▸ WHAT TO WORK ON:
Identify and copy each line in the data below that contains the word "white". Matching is case-sensitive.

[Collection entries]
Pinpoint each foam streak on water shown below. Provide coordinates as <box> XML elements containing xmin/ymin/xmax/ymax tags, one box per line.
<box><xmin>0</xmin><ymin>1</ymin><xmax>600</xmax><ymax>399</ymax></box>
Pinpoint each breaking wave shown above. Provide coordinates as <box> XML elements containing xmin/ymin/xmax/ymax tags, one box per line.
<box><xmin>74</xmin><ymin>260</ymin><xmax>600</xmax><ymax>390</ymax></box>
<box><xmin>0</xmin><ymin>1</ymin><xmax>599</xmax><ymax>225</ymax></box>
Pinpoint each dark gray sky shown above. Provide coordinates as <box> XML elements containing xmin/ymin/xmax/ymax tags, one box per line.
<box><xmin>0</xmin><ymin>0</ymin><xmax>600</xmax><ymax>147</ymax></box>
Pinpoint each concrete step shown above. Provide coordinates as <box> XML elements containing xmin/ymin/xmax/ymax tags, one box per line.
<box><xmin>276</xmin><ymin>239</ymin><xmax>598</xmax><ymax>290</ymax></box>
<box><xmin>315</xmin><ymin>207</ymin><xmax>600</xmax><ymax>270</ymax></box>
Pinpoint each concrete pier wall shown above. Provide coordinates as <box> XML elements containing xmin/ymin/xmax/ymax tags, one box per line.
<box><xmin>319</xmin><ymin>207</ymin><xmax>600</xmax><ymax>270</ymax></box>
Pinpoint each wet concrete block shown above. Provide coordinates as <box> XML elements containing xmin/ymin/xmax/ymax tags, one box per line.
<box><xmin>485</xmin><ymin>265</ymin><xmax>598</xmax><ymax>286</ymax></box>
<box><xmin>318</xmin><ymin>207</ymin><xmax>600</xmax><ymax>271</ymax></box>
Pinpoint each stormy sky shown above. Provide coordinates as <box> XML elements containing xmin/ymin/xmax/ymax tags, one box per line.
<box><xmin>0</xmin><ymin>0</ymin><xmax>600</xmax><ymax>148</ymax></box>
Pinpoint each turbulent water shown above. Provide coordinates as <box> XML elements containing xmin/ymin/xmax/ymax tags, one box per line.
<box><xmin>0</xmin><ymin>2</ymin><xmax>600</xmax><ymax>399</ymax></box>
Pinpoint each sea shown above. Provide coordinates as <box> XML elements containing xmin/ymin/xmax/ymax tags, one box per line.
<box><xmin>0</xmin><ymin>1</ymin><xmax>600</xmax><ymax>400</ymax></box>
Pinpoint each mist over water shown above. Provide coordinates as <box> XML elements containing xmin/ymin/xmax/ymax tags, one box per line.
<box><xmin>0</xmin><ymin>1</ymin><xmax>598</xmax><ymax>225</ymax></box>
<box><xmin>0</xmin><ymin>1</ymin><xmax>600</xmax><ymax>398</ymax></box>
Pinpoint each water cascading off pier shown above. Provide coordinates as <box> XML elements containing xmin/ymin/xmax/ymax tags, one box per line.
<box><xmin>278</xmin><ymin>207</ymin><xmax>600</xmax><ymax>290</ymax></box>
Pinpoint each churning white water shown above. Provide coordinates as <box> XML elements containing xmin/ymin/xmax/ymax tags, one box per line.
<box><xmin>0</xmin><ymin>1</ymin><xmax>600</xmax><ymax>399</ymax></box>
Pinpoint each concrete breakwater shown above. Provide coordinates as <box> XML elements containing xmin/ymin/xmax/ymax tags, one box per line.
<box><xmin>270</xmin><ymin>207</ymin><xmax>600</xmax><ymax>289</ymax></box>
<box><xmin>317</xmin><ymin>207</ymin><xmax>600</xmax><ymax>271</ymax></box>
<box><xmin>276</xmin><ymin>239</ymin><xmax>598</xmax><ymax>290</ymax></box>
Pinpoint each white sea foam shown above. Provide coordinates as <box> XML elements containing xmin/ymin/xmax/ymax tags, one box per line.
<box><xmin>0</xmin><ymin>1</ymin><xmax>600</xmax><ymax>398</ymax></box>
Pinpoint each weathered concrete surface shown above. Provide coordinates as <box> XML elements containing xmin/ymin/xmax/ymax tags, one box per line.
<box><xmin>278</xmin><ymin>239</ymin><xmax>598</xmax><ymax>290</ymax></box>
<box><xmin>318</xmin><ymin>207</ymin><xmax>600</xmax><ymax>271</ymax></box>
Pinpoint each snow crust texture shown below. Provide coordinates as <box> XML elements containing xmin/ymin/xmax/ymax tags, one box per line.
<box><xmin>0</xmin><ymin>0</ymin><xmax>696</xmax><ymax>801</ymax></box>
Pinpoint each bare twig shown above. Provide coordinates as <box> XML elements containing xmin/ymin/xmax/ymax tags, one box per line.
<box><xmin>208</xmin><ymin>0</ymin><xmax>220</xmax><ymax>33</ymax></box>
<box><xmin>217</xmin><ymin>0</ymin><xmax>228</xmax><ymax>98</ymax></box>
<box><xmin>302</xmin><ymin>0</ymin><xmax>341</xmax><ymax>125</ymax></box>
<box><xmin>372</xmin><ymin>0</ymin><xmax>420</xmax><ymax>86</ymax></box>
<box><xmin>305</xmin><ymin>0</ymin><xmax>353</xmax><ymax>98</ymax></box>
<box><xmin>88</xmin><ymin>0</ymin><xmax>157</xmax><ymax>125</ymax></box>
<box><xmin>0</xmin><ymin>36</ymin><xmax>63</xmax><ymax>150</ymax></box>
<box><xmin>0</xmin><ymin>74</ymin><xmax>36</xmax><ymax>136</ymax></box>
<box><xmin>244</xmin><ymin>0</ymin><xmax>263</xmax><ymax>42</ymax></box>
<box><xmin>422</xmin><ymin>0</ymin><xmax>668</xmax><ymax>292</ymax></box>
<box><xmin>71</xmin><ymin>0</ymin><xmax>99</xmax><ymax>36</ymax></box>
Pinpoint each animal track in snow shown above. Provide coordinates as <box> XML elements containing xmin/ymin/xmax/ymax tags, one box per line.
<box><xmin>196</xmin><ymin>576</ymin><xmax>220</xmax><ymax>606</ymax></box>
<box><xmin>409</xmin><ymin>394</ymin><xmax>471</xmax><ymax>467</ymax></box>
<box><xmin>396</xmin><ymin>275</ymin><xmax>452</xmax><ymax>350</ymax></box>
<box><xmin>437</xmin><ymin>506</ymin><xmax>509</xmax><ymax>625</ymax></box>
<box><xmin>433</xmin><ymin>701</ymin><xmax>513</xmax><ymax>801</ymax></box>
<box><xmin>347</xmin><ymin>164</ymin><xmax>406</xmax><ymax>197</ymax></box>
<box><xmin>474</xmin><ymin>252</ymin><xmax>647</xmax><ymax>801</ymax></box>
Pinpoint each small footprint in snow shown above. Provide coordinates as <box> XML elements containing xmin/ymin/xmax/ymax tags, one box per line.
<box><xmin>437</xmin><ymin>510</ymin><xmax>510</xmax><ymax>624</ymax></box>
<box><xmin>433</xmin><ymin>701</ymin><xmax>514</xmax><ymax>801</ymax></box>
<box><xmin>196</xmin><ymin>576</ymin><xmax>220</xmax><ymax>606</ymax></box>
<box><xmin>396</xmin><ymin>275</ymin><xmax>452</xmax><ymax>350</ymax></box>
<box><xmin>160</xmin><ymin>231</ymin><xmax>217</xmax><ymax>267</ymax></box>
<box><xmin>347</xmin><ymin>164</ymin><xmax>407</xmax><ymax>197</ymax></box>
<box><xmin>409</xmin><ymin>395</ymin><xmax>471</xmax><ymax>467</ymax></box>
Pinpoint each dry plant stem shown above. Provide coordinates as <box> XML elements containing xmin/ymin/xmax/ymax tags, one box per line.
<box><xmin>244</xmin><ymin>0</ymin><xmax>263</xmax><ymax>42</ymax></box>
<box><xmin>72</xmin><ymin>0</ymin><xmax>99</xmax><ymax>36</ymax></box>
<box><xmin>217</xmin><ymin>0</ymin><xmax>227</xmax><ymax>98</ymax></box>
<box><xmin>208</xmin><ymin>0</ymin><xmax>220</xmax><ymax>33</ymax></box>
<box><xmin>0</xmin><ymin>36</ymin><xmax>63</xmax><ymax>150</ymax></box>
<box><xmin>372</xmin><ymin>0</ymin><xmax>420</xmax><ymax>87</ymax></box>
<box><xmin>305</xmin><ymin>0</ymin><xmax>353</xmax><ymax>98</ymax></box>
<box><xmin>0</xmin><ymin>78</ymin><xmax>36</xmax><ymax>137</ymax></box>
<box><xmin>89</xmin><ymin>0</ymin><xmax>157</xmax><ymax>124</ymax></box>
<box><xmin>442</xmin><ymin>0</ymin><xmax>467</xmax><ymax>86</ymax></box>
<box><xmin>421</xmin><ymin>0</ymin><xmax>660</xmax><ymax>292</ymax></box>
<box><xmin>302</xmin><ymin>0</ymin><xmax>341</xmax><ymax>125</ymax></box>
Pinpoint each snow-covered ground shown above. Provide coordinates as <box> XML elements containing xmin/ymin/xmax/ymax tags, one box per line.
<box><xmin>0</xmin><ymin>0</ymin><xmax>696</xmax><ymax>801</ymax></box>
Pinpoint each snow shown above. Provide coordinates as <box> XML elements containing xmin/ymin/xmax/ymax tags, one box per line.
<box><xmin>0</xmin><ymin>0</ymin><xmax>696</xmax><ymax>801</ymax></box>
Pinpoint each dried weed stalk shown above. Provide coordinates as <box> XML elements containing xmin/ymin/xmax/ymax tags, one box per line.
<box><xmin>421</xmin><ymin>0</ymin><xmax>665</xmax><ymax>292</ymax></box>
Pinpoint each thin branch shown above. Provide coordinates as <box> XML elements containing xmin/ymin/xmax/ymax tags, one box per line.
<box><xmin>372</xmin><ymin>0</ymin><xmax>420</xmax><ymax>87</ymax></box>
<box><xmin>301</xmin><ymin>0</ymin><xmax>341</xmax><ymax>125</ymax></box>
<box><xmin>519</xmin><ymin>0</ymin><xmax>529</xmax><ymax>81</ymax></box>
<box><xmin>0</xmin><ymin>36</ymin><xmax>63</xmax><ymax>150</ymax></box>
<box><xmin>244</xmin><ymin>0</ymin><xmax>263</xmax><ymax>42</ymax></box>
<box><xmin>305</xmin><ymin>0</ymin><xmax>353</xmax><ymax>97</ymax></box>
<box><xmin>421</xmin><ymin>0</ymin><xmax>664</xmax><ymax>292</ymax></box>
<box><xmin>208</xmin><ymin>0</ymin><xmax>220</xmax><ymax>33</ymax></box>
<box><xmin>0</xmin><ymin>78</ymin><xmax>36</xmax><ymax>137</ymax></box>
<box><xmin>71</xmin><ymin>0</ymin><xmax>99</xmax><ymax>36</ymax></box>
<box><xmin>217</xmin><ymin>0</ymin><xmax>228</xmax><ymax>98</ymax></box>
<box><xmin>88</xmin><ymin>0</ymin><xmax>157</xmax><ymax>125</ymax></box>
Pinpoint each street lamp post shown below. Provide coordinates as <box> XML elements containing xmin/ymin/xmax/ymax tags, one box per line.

▸ SOLUTION TO THIS TASK:
Pinpoint each churning white water shown above. Provide coordinates as <box> XML elements containing xmin/ymin/xmax/ymax tags, one box per line.
Pinpoint each white sea foam shown above. Provide coordinates as <box> XML elements containing xmin/ymin/xmax/ymax tags, one box per line.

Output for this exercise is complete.